#### Passage provided

------------------------------------------------

It is well known that trusts and estates
have been under the magnifying glass of the South African Revenue
Service (SARS) for a while now. This led to the introduction of an
anti-avoidance measure (Section 7C of the Income Tax Act) effective from
1 March 2017, whereby SARS accesses growth in a trust. SARS wanted a
way to access growth in assets, which people historically deliberately
moved into a trust and thereby “froze” the value of the estate for
estate duty purposes. As an example, a farmer transferred his farm into a
trust many years ago at a value of R1m and created an interest-free
loan for that amount to the trust. Therefore, upon his death, thirty
years later, the farm in the trust may be worth R50m, but the loan of
only R1m is reflected in his estate. SARS could therefore not access the
growth in the farm upon his death, as the trust is a separate entity.

------------------------------------------------

#### Provided information
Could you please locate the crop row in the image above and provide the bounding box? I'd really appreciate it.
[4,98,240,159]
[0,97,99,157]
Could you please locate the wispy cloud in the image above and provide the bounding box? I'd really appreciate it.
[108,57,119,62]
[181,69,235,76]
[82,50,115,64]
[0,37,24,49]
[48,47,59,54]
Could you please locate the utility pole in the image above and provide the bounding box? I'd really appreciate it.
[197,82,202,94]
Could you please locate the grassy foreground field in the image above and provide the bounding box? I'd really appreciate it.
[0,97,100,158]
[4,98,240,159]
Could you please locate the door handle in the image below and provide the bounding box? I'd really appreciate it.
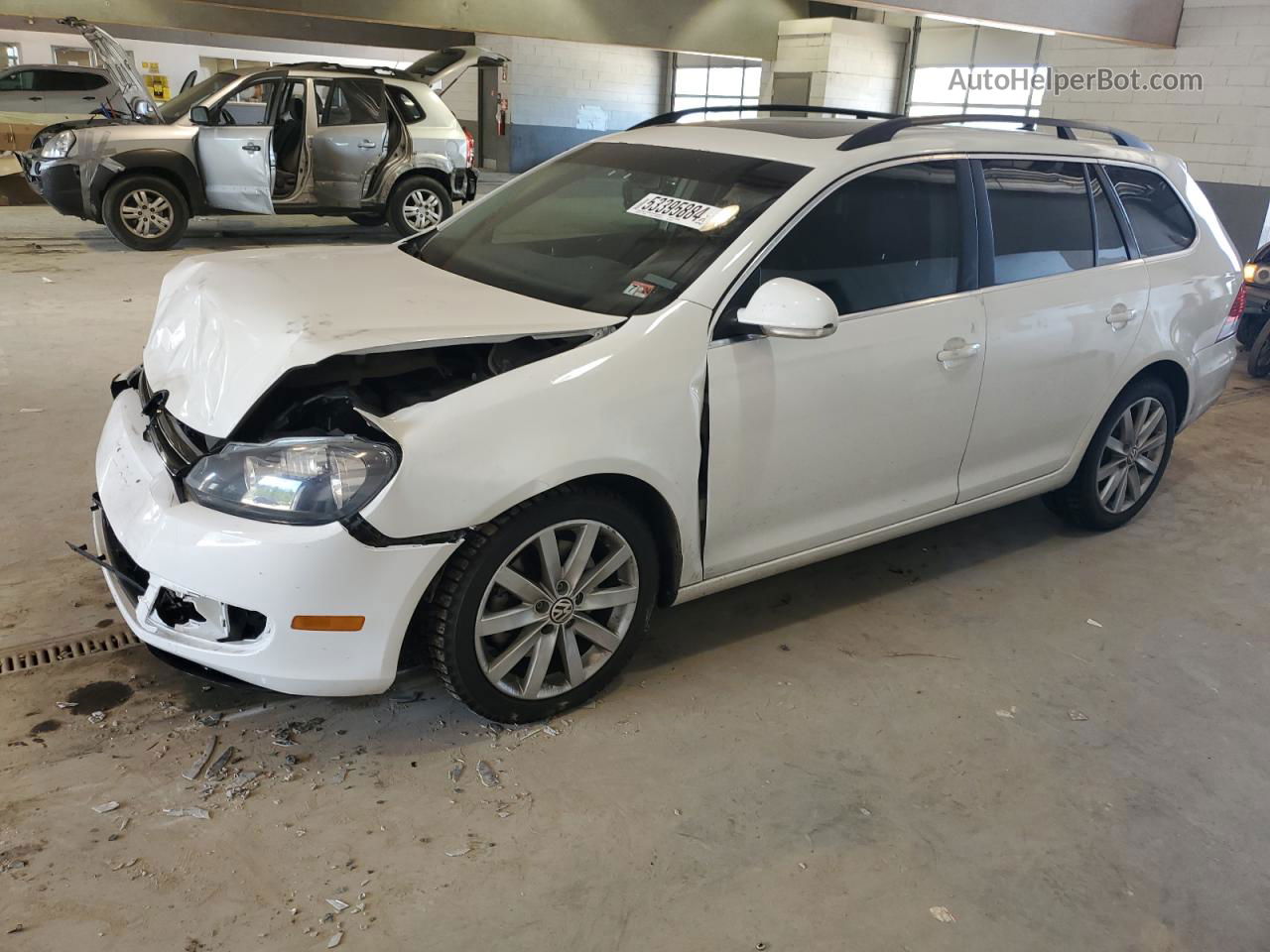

------------------------------------------------

#### Requirement
Decide whether each statement below agrees with the passage on trusts and South African tax. For each one, answer yes or no and quote the words from the passage that decide it.
1. Section 7C of the Income Tax Act took effect from 1 March 2017.
2. In the farmer example, the loan to the trust carried interest.
3. In the farmer example, the full value of the farm is reflected in the farmer's estate at his death.

#### Answer to this problem
1. Yes: "effective from 1 March 2017"
2. No: "created an interest-free loan for that amount to the trust"
3. No: "but the loan of only R1m is reflected in his estate"